• _KUTIPAN HALAMAN_:
--------

(Business Lounge – Lead and Follow) Dalam era kerja modern yang serba cepat, penuh tekanan, dan terus berubah, keterampilan coaching tidak lagi menjadi kemampuan tambahan yang opsional, melainkan fondasi penting bagi para manajer dan pemimpin. Buku The Coaching Habit karya Michael Bungay Stanier menyatakan bahwa coaching harus menjadi kebiasaan, bukan hanya sesi formal yang jarang dilakukan. Coaching bukanlah alat sesekali, melainkan bagian integral dari budaya organisasi yang sukses. Artikel ini, menjelaskan mengapa membangun kebiasaan coaching sangat krusial dan bagaimana hal ini dapat membawa dampak besar, tidak hanya bagi individu, tetapi juga tim dan organisasi secara keseluruhan. Artikel ini juga akan mengupas lebih dalam tentang tantangan dan peluang yang melekat dalam proses membangun kebiasaan ini.
Kebutuhan, bukan pilihan
Saat ini, hampir semua pemimpin dan manajer telah mendengar pentingnya coaching. Artikel-artikel kepemimpinan, buku manajemen, dan berbagai pelatihan kerja mempromosikan coaching sebagai keterampilan inti. Bahkan Daniel Goleman, dalam artikelnya di Harvard Business Review yang terkenal, menyebut coaching sebagai salah satu dari enam gaya kepemimpinan yang paling efektif—dan satu-satunya gaya yang memiliki dampak positif yang nyata terhadap kinerja, budaya organisasi, dan hasil akhir. Namun ironisnya, coaching juga menjadi gaya kepemimpinan yang paling jarang digunakan.
Alasannya? Waktu. Banyak pemimpin mengaku terlalu sibuk dan tidak punya waktu untuk “melatih orang” dalam tekanan kerja harian. Hal ini diperparah dengan kompleksitas dunia kerja saat ini: email menumpuk, komunikasi tak berujung, mobilitas tinggi, dan tuntutan multitugas yang konstan. Dalam konteks ini, coaching sering dianggap sebagai kegiatan mewah, bukan kebutuhan utama. Hal ini mencerminkan paradoks manajerial: justru di saat tuntutan tinggi, pendekatan coaching sangat dibutuhkan untuk menjaga arah dan motivasi tim.

--------

Cuplikan data wilayah berlabel:
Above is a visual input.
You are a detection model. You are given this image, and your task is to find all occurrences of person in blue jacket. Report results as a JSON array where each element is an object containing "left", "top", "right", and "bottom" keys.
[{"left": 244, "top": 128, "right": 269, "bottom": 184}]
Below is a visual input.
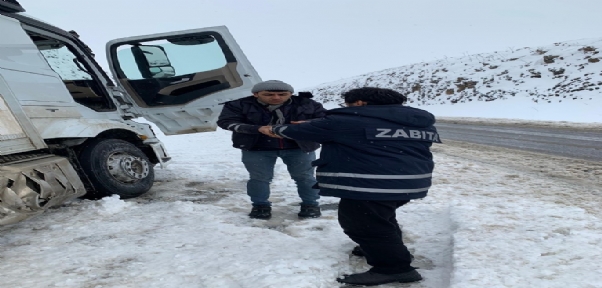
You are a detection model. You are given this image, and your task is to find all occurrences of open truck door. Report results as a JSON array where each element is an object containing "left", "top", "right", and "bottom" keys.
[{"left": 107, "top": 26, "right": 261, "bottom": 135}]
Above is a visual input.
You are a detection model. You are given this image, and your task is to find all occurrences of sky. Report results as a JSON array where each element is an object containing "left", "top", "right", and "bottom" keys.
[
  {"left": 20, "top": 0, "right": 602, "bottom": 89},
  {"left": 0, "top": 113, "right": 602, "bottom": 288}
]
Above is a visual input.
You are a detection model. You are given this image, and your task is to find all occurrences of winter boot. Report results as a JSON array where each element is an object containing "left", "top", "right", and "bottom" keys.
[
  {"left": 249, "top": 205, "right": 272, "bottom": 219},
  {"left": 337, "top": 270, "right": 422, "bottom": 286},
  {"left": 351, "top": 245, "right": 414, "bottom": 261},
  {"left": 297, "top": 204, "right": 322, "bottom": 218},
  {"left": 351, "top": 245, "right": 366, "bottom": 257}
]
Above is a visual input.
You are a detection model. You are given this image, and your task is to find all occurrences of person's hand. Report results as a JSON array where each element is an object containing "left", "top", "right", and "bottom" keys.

--------

• _SOAL 1_:
Berapa banyak baris entri di atas yang memuat kata "person"? Hitung dengan membedakan huruf besar dan kecil, lalu jawab dengan angkanya saja.
• _SOAL 2_:
Bagaimana kelanjutan teks tentang kebiasaan coaching bagi para pemimpin di atas? Tuliskan lanjutannya, mulai setelah kalimat terakhir yang tertera.

• _JAWABAN TUGAS 1_:
2

• _JAWABAN TUGAS 2_:
Namun, di sinilah letak kesalahan berpikir. Coaching yang baik tidak memerlukan sesi panjang yang terjadwal. Coaching bisa—dan harus—terjadi dalam percakapan sehari-hari, dalam waktu kurang dari 10 menit. Coaching bukan tentang menciptakan ruang baru di kalender, tetapi tentang membentuk cara baru dalam berinteraksi. Dalam interaksi tersebut, bukan hanya solusi yang dihasilkan, tetapi juga kepercayaan, kolaborasi, dan pemahaman yang lebih dalam antara pemimpin dan anggota tim.
Mengapa coaching gagal diterapkan?
Michael Bungay Stanier menyatakan bahwa banyak manajer sudah pernah mendapatkan pelatihan coaching, namun tetap gagal mengimplementasikannya secara efektif. Hasil penelitian dari BlessingWhite pada tahun 2006 menunjukkan bahwa 73% manajer telah mengikuti pelatihan coaching. Tetapi hanya 23% dari karyawan yang merasa bahwa coaching yang mereka terima benar-benar berdampak signifikan terhadap kinerja atau kepuasan kerja mereka. Bahkan, 10% merasa coaching tersebut justru berdampak negatif.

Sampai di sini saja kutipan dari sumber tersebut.